[Extract to read]:
-- Start --
Peter Lyons
Code conventions
This page will document conventions I use when writing computer code. Hopefully folks will find them helpful. I will try to explain the reasoning behind each convention clearly. I have found the rationale omitted from many coding convention guidelines and found that to be frustrating.
See also Google's Python Style Guide. Overall it is spot on and goes into good detail and examples. There are a few points I disagree with, but they are not super important. My main gripe is there are some points they assert without explaining the underlying reasoning.
Guiding Principles
All these conventions reinforce certain core tenets.
- Readability is King
- Most of these conventions are about making the code maintainer's job as fast and easy as possible. The faster and more accurately the code maintainer (whether it's the same person as the author or not) can change the code, the better. A program that runs perfectly but is unchangeable because it has low readability is significantly less valuable than a clean and clear program with some minor bugs that can easily be found and fixed. The fact is, if your code is hard enough to read, someone will eventually decide to rewrite it, giving you negative return on the time invested in the first version of the program.
-- End --
[Records supplied]:
-- Start --
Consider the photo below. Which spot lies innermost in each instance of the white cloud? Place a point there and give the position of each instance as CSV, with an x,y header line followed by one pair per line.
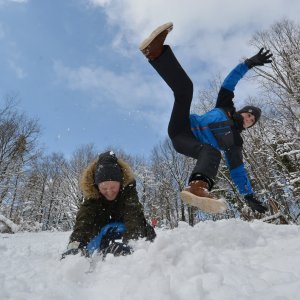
x,y
204,30
130,91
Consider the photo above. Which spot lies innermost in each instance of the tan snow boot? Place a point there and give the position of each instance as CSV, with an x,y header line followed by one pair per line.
x,y
200,189
152,46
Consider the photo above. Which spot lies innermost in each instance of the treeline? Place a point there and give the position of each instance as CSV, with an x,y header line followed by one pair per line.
x,y
39,191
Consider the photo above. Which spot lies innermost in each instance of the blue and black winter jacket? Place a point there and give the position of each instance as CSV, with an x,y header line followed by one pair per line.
x,y
219,129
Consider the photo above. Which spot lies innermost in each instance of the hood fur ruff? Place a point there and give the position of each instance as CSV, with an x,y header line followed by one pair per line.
x,y
87,183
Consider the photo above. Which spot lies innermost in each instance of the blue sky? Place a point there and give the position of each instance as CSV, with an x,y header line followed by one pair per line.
x,y
75,64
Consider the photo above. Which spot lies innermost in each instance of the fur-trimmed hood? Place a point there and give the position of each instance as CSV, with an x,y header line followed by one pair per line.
x,y
87,184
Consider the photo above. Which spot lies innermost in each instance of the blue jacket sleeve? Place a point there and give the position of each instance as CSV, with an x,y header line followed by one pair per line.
x,y
241,180
238,173
226,94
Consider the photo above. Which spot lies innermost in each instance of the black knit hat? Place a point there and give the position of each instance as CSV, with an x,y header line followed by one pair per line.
x,y
108,168
255,111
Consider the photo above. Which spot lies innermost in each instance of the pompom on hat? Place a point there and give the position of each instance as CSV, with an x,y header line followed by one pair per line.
x,y
108,168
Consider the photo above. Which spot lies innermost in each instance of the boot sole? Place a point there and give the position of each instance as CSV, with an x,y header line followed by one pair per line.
x,y
216,206
154,34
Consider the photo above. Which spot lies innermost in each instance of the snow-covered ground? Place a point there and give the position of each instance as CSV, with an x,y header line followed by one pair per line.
x,y
228,259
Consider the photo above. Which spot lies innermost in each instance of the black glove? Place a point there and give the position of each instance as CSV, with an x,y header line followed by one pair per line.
x,y
150,233
117,249
259,59
254,204
73,248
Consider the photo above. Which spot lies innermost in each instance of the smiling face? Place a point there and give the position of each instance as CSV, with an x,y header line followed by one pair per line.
x,y
109,189
248,120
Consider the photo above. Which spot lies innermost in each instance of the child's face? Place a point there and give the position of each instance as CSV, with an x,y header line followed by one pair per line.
x,y
248,119
109,189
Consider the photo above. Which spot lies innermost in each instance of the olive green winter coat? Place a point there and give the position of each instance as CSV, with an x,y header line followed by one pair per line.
x,y
96,211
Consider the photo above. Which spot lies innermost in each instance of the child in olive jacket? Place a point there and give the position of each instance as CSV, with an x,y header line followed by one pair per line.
x,y
111,209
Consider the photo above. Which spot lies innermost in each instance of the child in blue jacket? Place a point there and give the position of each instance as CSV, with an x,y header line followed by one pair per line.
x,y
203,137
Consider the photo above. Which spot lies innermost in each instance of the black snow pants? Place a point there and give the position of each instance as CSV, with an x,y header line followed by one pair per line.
x,y
179,129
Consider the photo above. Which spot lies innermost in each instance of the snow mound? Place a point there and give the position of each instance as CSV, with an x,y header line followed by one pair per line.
x,y
228,259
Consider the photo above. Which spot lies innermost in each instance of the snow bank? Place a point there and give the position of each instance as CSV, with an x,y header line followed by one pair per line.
x,y
223,260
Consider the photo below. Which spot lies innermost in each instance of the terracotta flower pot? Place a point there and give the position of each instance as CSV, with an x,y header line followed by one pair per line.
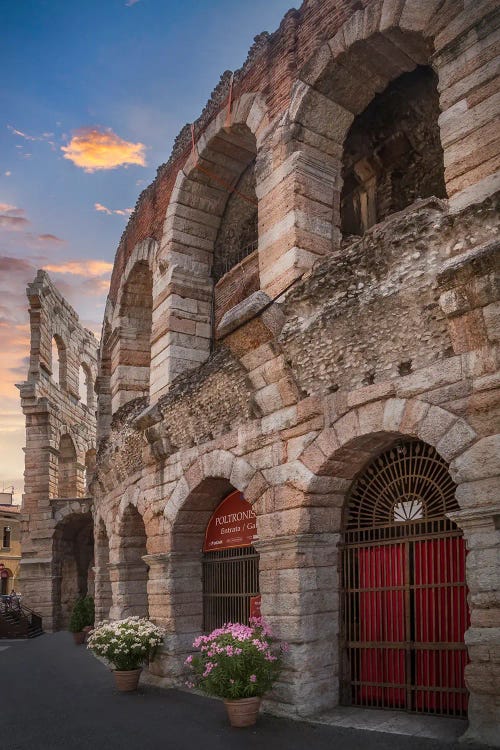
x,y
127,680
243,712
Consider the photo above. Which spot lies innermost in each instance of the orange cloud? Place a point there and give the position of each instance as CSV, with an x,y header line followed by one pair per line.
x,y
93,149
49,238
81,267
110,211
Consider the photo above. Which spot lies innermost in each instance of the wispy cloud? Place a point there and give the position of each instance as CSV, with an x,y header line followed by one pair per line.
x,y
93,149
110,211
50,238
13,223
27,137
87,268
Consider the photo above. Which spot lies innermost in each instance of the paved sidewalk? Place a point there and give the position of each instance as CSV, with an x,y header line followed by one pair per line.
x,y
57,696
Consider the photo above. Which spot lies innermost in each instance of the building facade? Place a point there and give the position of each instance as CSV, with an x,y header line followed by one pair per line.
x,y
304,318
58,402
10,550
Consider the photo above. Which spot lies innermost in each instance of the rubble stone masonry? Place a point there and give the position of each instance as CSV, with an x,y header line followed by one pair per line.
x,y
340,346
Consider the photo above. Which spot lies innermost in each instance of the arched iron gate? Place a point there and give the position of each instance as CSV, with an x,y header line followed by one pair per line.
x,y
230,581
404,597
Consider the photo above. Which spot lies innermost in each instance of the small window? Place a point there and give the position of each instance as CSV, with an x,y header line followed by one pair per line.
x,y
6,537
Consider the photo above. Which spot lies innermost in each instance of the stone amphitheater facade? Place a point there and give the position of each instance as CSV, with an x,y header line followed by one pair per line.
x,y
310,281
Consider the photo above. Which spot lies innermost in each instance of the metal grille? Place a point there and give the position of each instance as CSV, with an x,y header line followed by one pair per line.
x,y
230,580
404,596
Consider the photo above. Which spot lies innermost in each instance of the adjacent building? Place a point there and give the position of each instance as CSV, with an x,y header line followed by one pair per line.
x,y
298,380
10,550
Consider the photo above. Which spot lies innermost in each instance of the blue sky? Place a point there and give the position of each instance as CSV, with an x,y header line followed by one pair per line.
x,y
112,82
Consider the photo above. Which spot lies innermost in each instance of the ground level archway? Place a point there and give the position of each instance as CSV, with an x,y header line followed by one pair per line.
x,y
73,564
404,595
230,564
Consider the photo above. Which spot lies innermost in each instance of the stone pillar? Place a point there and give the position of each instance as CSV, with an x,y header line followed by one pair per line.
x,y
103,592
175,591
299,587
481,527
129,586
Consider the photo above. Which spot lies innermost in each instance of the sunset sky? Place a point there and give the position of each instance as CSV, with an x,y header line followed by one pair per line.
x,y
93,95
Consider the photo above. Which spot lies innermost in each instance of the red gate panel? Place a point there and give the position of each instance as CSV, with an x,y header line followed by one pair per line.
x,y
441,619
382,620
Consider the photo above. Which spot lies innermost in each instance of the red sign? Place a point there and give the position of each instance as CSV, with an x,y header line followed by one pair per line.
x,y
232,525
255,605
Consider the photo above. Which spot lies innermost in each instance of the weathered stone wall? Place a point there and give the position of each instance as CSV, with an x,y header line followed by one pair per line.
x,y
392,152
290,461
344,349
60,441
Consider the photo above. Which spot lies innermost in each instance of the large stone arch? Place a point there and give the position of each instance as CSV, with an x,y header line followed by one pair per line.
x,y
345,447
73,559
182,315
372,48
351,441
204,484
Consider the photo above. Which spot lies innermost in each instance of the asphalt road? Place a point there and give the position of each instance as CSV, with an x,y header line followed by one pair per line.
x,y
57,696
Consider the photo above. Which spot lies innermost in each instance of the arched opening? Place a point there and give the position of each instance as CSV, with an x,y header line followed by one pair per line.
x,y
130,378
58,361
67,478
235,268
392,152
218,583
103,592
404,595
230,564
85,386
133,569
90,459
103,385
6,580
73,564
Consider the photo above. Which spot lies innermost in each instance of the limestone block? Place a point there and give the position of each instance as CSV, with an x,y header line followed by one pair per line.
x,y
393,414
455,440
480,461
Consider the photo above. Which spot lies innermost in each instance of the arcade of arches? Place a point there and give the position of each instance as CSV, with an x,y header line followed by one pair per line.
x,y
302,334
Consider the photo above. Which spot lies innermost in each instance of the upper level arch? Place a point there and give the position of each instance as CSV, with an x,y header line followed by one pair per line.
x,y
210,239
374,48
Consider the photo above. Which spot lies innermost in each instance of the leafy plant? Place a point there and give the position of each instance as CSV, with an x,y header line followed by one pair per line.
x,y
126,644
236,661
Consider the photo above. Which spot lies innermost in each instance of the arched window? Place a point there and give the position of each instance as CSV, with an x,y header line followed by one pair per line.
x,y
130,378
134,591
392,152
86,386
404,593
235,267
58,361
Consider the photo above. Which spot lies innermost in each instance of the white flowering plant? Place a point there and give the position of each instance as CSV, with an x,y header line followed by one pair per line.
x,y
126,644
236,661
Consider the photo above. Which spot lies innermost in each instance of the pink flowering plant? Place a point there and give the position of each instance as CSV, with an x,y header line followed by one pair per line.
x,y
126,644
236,661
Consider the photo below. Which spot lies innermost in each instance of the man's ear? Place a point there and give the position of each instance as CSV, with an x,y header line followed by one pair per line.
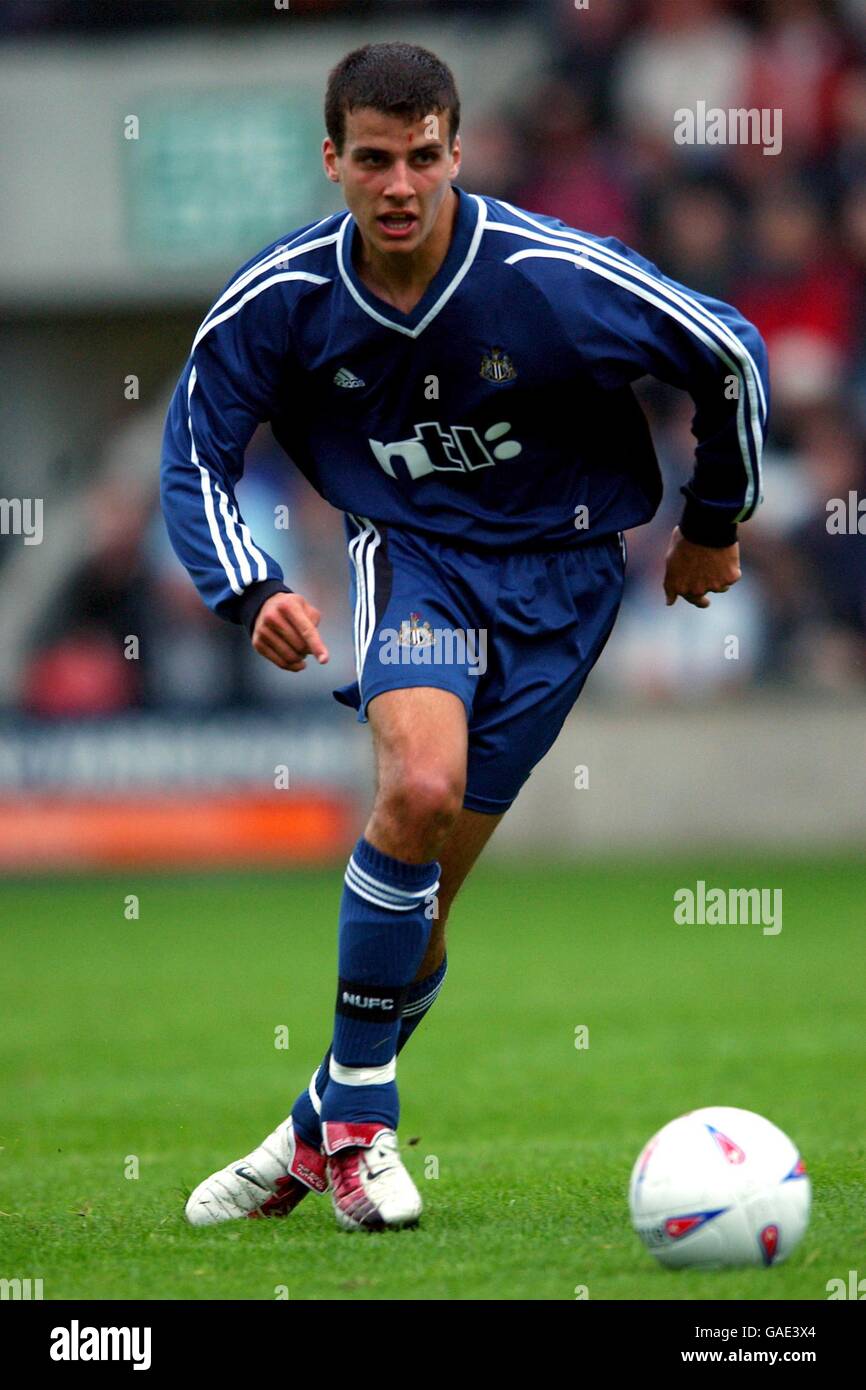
x,y
455,157
327,157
-- End --
[Actions to take]:
1) In the code conventions page, why is a program that runs perfectly but has low readability worth less than a clear one with minor bugs? Answer in one to three sentences.
2) Copy the code conventions page, starting with "Peter Lyons" and going on through "certain core tenets.", swapping "conventions" for "practices".

[Exercise solutions]:
1) If code is hard enough to read, someone will eventually decide to rewrite it. That rewrite gives a negative return on the time spent on the first version. A clean, clear program's minor bugs can easily be found and fixed.

2)
Peter Lyons
Code practices
This page will document practices I use when writing computer code. Hopefully folks will find them helpful. I will try to explain the reasoning behind each convention clearly. I have found the rationale omitted from many coding convention guidelines and found that to be frustrating.
See also Google's Python Style Guide. Overall it is spot on and goes into good detail and examples. There are a few points I disagree with, but they are not super important. My main gripe is there are some points they assert without explaining the underlying reasoning.
Guiding Principles
All these practices reinforce certain core tenets.